■ EXERCISE GOAL: Copy all of the entries below, replacing every "Target" with "Object" and leaving everything else unchanged. Omit the pictures from your answer.

---------- SOURCE MATERIAL

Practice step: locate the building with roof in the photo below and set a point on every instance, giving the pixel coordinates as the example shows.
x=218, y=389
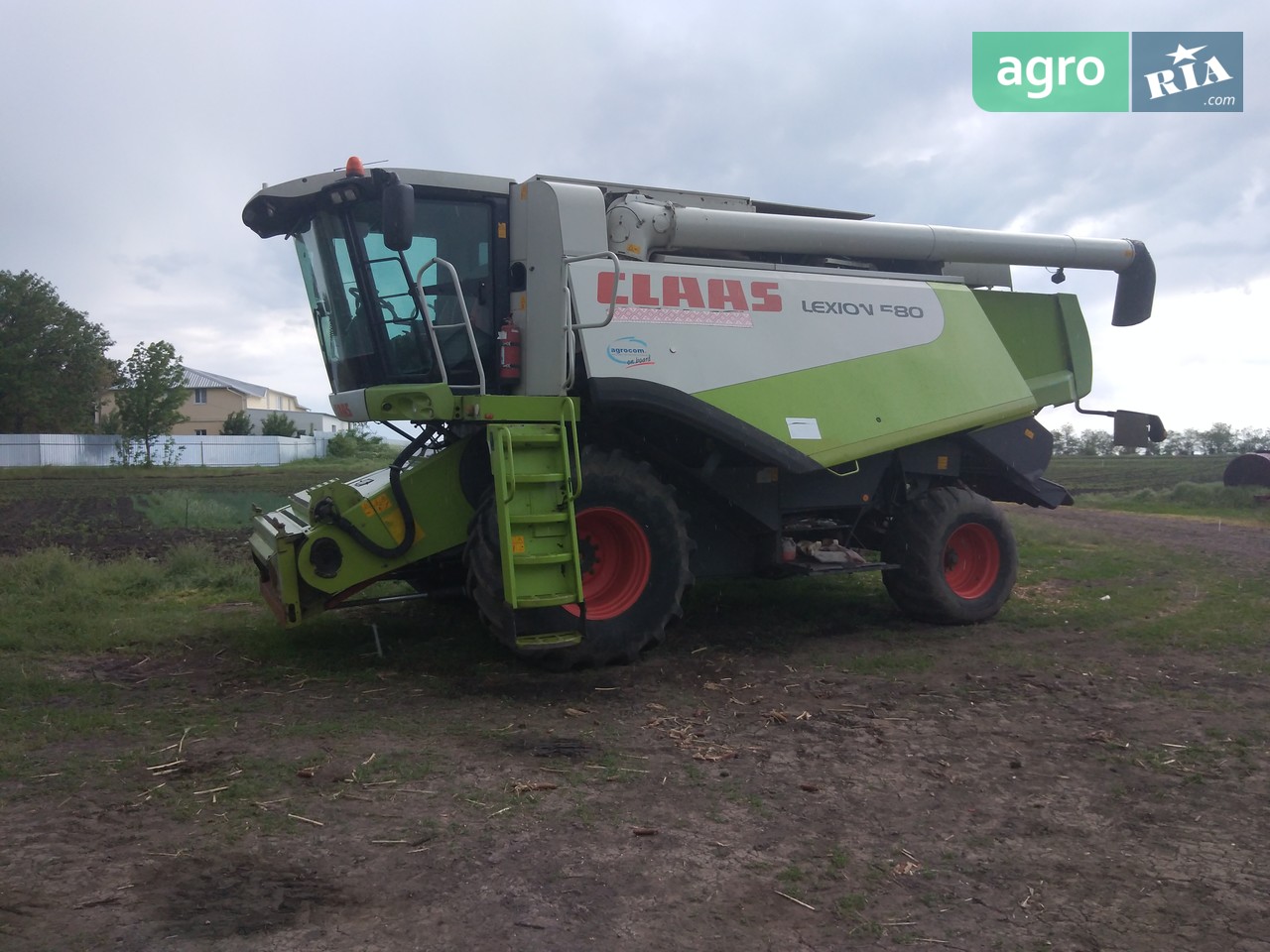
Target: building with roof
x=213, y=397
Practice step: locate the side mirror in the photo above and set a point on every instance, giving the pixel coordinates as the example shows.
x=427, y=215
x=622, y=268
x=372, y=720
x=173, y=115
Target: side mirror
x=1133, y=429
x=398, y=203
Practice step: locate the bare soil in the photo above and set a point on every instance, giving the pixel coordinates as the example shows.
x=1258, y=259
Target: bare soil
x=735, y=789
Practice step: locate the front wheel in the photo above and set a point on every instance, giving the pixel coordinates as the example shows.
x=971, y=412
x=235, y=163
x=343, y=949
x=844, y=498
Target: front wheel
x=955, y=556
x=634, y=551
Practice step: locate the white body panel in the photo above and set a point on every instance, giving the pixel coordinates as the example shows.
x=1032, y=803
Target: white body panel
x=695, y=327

--------------------

■ FINISHED EXERCISE:
Practice step: locate the building with roof in the photo below and set a point on every instance, giving the pixel coordinates as the example shows.
x=218, y=389
Object: building with roof
x=213, y=397
Practice step: locate the side mirror in the photo above and set a point on every instance, giving the pixel coordinates as the example shows.
x=427, y=215
x=622, y=268
x=372, y=720
x=173, y=115
Object: side mirror
x=1133, y=429
x=398, y=203
Practice step: locate the bare soil in the photo above and set a point on every instance, giving the pixel coordinates as the example shows.
x=1258, y=259
Object: bare soil
x=735, y=789
Practice step: locate the front wheel in the photo above and set a point on every instance, giving the pixel coordinates as the example shows.
x=971, y=412
x=235, y=163
x=343, y=949
x=844, y=498
Object: front wheel
x=955, y=556
x=634, y=551
Practice step: locate the white body panel in the photo above and set a point on every instance, giving the pixel coordinates as the example shows.
x=1032, y=803
Object: white body panel
x=695, y=327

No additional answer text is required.